(INFORMATION GIVEN)

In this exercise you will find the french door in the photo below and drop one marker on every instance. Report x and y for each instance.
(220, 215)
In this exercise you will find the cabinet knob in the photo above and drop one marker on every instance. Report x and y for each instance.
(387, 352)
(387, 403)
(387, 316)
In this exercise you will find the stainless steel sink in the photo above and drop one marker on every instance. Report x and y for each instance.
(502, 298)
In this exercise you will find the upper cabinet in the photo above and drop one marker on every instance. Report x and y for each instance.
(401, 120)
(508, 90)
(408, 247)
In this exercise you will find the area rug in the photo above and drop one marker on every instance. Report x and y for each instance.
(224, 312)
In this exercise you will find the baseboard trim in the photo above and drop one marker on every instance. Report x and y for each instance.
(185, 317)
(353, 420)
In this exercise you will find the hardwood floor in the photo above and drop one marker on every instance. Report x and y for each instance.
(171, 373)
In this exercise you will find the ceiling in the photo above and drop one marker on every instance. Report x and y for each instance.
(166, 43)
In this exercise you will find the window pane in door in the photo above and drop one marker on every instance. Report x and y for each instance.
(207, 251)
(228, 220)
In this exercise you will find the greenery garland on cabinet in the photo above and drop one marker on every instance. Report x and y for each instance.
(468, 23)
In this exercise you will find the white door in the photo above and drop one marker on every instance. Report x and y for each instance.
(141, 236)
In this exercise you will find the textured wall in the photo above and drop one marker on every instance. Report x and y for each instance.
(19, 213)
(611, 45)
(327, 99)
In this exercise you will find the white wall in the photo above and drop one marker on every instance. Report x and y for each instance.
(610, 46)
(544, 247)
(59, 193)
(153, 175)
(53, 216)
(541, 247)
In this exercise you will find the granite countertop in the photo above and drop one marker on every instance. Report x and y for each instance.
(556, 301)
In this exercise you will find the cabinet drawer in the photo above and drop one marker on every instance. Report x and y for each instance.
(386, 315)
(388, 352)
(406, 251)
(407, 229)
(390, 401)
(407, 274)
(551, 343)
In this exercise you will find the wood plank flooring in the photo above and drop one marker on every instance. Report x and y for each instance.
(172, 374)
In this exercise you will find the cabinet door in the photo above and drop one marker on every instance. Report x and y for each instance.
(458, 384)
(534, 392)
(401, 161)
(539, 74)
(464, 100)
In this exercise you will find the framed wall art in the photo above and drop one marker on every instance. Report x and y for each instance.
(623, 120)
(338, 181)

(End INFORMATION GIVEN)

» **GOAL OF THE EXERCISE**
The data above should be reproduced in full, word for word.

» **ANSWER TO THIS EXERCISE**
In this exercise you will find the french door in the photo below and drop one marker on every instance. Report x and y for each instance.
(220, 215)
In this exercise you will find the cabinet knob in the photo above and drop one marker on every instance. Report x and y for each instance.
(387, 352)
(387, 403)
(387, 316)
In this exercise you will find the stainless steel sink in the photo above and drop one marker on every instance. Report x and y for each instance.
(502, 298)
In this exercise you will find the upper cabinet in the photo above and drop one marker on every instance. Report x and y for each instance.
(401, 120)
(508, 90)
(408, 247)
In this exercise you will find the area rug in the photo above and drop one marker on every instance. Report x and y for each instance.
(224, 312)
In this exercise you will find the baseboard trim in the photo above and drop one marker on every instance. Report x and y for each instance.
(185, 317)
(353, 420)
In this exercise you will find the hardwood floor in the photo above and drop one marker on every instance. Report x and y for each instance.
(171, 373)
In this exercise you will find the ceiling in the photo above and drop one marker on every instance. Report x and y for each instance.
(166, 43)
In this exercise you will find the window pane in door in the photo above and drop one marker on every instance. Report x and y for each instance.
(207, 251)
(228, 220)
In this exercise you will find the greenery garland on cabinet in the photo above and drop one marker on every instance. Report x and y for each instance.
(468, 23)
In this exercise you will find the white door in the photo above and drop one marker on every instance. Report x and y for each instance.
(141, 236)
In this exercise you will find the textured wall in the photo above and drop one marker on every instance. Report x and y for each instance.
(19, 213)
(611, 45)
(327, 99)
In this exercise you will find the white wall in the photo above and drop one marker on every instance. Report x and y for each instance.
(610, 46)
(544, 247)
(59, 193)
(153, 175)
(53, 216)
(541, 247)
In this exercise you will find the granite countertop in the photo above and drop one marker on every instance. Report x and y for each instance.
(556, 301)
In this exercise you will find the cabinet drawer in the photo above and drop one marker on every instance. Report x and y for each instance.
(386, 315)
(388, 352)
(406, 251)
(407, 229)
(390, 401)
(407, 274)
(551, 343)
In this exercise you will find the wood plank flooring in the photo above and drop one marker on every instance. Report x and y for each instance.
(172, 374)
In this exercise you will find the cabinet door in the photo above and drop one marker on every instance. Report x and y for each instance.
(458, 384)
(534, 392)
(401, 161)
(539, 74)
(464, 100)
In this exercise you will find the framed wall art in the photo above and drop one marker on every instance. Report x and y for each instance.
(623, 120)
(338, 181)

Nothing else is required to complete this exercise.